Please reproduce the rows below, swapping each occurrence of "rough mask" for "coarse mask" and leaving everything else as it is.

◇ ◇ ◇ ◇

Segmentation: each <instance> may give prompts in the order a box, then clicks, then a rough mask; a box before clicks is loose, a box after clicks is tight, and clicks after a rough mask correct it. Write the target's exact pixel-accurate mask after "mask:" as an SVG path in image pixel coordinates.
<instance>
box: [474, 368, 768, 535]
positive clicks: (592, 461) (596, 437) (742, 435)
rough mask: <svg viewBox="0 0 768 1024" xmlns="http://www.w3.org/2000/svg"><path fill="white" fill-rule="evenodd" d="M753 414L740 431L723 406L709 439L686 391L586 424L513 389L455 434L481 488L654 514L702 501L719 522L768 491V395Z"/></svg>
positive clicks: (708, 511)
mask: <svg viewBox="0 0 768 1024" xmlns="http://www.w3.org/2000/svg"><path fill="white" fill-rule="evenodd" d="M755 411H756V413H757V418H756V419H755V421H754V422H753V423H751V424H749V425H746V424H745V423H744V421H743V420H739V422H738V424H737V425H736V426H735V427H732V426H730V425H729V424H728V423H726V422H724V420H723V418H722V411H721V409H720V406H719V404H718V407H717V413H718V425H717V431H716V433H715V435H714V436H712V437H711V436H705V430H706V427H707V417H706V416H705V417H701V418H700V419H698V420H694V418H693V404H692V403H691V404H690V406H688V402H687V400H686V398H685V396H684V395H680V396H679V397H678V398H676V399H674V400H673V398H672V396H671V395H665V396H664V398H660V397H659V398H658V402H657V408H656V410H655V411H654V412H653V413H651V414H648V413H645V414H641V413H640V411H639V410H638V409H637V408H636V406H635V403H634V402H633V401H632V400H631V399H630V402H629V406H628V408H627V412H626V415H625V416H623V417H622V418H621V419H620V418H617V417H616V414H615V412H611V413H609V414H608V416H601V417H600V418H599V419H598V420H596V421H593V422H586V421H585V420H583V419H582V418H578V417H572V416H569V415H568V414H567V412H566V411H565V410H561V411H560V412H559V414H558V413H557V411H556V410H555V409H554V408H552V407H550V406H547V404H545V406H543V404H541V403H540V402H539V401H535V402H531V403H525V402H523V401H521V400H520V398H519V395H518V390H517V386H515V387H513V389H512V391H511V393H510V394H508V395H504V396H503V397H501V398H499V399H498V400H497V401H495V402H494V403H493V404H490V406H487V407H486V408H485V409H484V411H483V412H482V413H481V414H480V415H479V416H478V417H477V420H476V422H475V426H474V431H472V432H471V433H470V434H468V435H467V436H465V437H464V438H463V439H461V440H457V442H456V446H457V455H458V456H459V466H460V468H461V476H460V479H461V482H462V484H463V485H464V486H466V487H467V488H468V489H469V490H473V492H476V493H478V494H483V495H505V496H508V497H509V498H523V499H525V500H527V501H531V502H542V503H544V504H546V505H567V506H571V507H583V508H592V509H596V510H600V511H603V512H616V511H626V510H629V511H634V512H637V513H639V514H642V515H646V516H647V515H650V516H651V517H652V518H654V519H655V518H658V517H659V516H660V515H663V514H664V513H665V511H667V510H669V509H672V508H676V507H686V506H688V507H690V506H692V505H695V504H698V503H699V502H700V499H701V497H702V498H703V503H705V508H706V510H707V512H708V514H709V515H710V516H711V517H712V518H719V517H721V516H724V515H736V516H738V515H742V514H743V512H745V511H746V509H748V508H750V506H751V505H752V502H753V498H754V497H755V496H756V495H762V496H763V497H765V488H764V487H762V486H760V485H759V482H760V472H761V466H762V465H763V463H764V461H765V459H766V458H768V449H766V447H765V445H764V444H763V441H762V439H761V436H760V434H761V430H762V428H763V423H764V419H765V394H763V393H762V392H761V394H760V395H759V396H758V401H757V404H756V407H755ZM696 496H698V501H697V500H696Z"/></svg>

◇ ◇ ◇ ◇

Reply to the task =
Segmentation: each <instance> may give prompts in the order a box, then clicks, then a coarse mask; a box before clicks is loose, a box after clicks is tight, and clicks after a coarse mask correct it. Write the target's exact pixel-accurate mask after "mask:" as an SVG path in image pixel coordinates.
<instance>
box: [474, 368, 768, 535]
positive clicks: (592, 461) (596, 437) (742, 435)
coarse mask: <svg viewBox="0 0 768 1024" xmlns="http://www.w3.org/2000/svg"><path fill="white" fill-rule="evenodd" d="M753 414L740 431L723 406L709 439L686 391L586 424L513 389L455 434L481 488L654 514L702 501L719 522L768 491V395Z"/></svg>
positive clicks: (708, 511)
mask: <svg viewBox="0 0 768 1024" xmlns="http://www.w3.org/2000/svg"><path fill="white" fill-rule="evenodd" d="M755 411H756V413H757V418H756V419H755V421H754V422H753V423H751V424H749V425H746V424H745V423H744V421H743V420H739V422H738V424H737V425H736V426H735V427H732V426H730V425H729V424H728V423H726V422H724V420H723V418H722V411H721V409H720V406H719V404H718V407H717V413H718V425H717V431H716V433H715V435H714V436H712V437H711V436H705V430H706V427H707V417H706V416H705V417H701V418H700V419H698V420H694V418H693V404H692V403H691V404H690V406H688V402H687V400H686V398H685V396H684V395H680V396H679V397H678V398H676V399H674V400H673V398H672V396H671V395H665V396H664V398H660V397H659V398H658V402H657V408H656V410H655V411H654V412H653V413H651V414H648V413H645V414H641V413H640V411H639V410H638V409H637V408H636V406H635V403H634V402H633V401H632V400H631V399H630V402H629V406H628V408H627V412H626V415H625V416H623V417H622V418H621V419H620V418H617V417H616V414H615V412H611V413H609V414H608V416H601V417H600V418H599V419H598V420H596V421H593V422H586V421H585V420H583V419H582V418H578V417H572V416H569V415H568V414H567V412H566V411H565V410H561V411H560V412H559V414H558V413H557V411H556V410H555V409H554V408H552V407H550V406H547V404H545V406H543V404H541V403H540V402H539V401H535V402H531V403H525V402H523V401H521V400H520V398H519V395H518V390H517V386H515V387H513V389H512V391H511V393H510V394H508V395H504V396H503V397H501V398H499V399H498V400H497V401H495V402H494V403H493V404H490V406H487V407H486V408H485V409H484V411H483V412H482V413H481V414H480V415H479V416H478V417H477V420H476V422H475V426H474V431H472V432H471V433H470V434H468V435H467V436H465V437H464V438H463V439H461V440H457V442H456V446H457V455H458V456H459V466H460V468H461V476H460V479H461V482H462V484H463V485H464V486H466V487H467V488H468V489H469V490H473V492H476V493H478V494H483V495H505V496H508V497H509V498H523V499H525V500H527V501H531V502H542V503H544V504H546V505H567V506H571V507H583V508H592V509H596V510H600V511H603V512H616V511H626V510H629V511H634V512H637V513H639V514H642V515H646V516H647V515H650V516H651V517H652V518H654V519H655V518H658V517H659V516H660V515H663V514H664V513H665V511H667V510H669V509H672V508H676V507H686V506H688V507H690V506H692V505H695V504H698V503H699V502H700V499H701V497H702V498H703V503H705V508H706V510H707V512H708V514H709V515H710V516H711V517H712V518H719V517H721V516H724V515H736V516H738V515H742V514H743V512H745V511H746V509H748V508H750V506H751V505H752V502H753V498H754V497H755V496H756V495H762V496H763V497H765V488H764V487H762V486H760V485H759V482H760V472H761V466H762V465H763V463H764V461H765V459H766V458H768V449H766V447H765V445H764V444H763V441H762V439H761V436H760V434H761V430H762V428H763V423H764V419H765V394H763V393H762V392H761V394H760V395H759V396H758V401H757V404H756V407H755ZM696 496H698V501H697V500H696Z"/></svg>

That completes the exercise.